JOB A:
Please rewrite the cold calling text starting at "All salespeople have" and ending at "be the case.", swapping "salespeople" for "sales reps".

SOURCE EXCERPT:
**********

Cold Calling Step 2: Understand the Product and Align Its Capabilities to the Business Benefits

All salespeople have a natural tendency to become very related to the products that we sell. This occurs because nearly all of our conversations within our company and to our prospects revolve around the product features.

We truly become immersed in what we offer the marketplace – and with all of these conversations circulating, we naturally assume that our prospects will have a native understanding of what we provide and why it makes a difference, simply by our verbalization. There is even a tendency for salespeople to assume that a cursory explanation of the product’s capabilities to a prospect will naturally evoke an understanding by the prospect as to how using the product or service will benefit them.

Experience, though, has shown this to not be the case.

Our task as effective salespeople is to connect the benefits and the capabilities for the prospect. Put it this way… Failure to do so should result in a prospect saying, “I understand what your product does; I just don’t understand the value proposition.” If only prospects were so open when this occurred because then we would clearly understand that we have not created the necessary linkage between benefits and product capabilities.

There are a few ways for us to become “smart” about what these benefits and their related capabilities truly are. Clearly, as we outlined in the first step, understanding the industry, target markets and their needs and relating them to the product or service is a terrific place to begin.

Many salespeople, however, fail to look at the messaging of their direct competitors. Competitors are typically not shy about posting about their value on their web sites. Facebook pages of competitors often enable you to discover, via testimonials and comments, what buyers truly value.

This is important because, as we shall see in future posts, simply because you believe something to be a benefit, your prospects and customers may have a very different take on what constitutes the true value.

**********

THE RECORDS:
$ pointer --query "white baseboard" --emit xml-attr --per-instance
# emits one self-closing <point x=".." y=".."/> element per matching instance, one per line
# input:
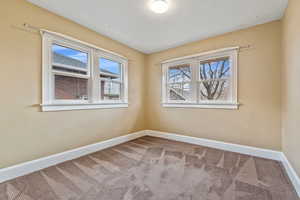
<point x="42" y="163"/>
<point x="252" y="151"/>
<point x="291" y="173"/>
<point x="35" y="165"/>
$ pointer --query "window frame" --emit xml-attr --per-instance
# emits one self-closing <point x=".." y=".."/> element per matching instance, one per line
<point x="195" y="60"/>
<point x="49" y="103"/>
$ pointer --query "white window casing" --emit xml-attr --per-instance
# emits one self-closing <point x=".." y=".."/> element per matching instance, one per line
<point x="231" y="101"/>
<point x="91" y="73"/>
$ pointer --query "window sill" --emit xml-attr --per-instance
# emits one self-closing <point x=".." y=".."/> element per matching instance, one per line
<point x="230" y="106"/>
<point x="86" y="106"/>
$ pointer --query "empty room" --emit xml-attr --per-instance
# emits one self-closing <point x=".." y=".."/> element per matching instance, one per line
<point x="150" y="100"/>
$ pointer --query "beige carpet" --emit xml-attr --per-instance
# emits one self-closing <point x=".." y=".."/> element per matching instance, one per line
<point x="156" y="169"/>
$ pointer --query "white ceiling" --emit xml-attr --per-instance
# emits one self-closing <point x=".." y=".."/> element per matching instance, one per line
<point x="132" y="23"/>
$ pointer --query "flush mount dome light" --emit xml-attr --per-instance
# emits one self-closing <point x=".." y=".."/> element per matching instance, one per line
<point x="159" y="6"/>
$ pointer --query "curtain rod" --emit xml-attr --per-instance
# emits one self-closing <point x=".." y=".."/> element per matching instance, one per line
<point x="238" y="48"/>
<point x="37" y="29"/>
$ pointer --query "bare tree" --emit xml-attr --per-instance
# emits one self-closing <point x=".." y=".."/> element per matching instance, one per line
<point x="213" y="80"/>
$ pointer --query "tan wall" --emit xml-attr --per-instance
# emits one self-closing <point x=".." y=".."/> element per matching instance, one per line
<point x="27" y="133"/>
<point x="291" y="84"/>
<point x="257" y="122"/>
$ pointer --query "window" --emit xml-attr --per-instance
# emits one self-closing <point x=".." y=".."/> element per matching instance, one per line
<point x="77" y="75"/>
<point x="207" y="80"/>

**********

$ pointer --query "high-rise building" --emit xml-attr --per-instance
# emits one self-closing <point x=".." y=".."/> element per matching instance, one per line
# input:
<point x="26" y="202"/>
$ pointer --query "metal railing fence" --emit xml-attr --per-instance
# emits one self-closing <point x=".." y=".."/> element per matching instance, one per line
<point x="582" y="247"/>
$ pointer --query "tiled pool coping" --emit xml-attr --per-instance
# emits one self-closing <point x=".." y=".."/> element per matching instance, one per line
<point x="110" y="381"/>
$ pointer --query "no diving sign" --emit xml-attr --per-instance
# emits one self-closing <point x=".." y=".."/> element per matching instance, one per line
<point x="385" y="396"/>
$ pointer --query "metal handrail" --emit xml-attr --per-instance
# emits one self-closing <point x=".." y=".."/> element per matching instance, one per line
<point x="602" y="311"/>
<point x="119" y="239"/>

**********

JOB B:
Copy out every line of the entries above that contains the string "metal".

CORRECT ANSWER A:
All sales reps have a natural tendency to become very related to the products that we sell. This occurs because nearly all of our conversations within our company and to our prospects revolve around the product features.

We truly become immersed in what we offer the marketplace – and with all of these conversations circulating, we naturally assume that our prospects will have a native understanding of what we provide and why it makes a difference, simply by our verbalization. There is even a tendency for sales reps to assume that a cursory explanation of the product’s capabilities to a prospect will naturally evoke an understanding by the prospect as to how using the product or service will benefit them.

Experience, though, has shown this to not be the case.

CORRECT ANSWER B:
$ pointer --query "metal railing fence" --emit xml-attr --per-instance
$ pointer --query "metal handrail" --emit xml-attr --per-instance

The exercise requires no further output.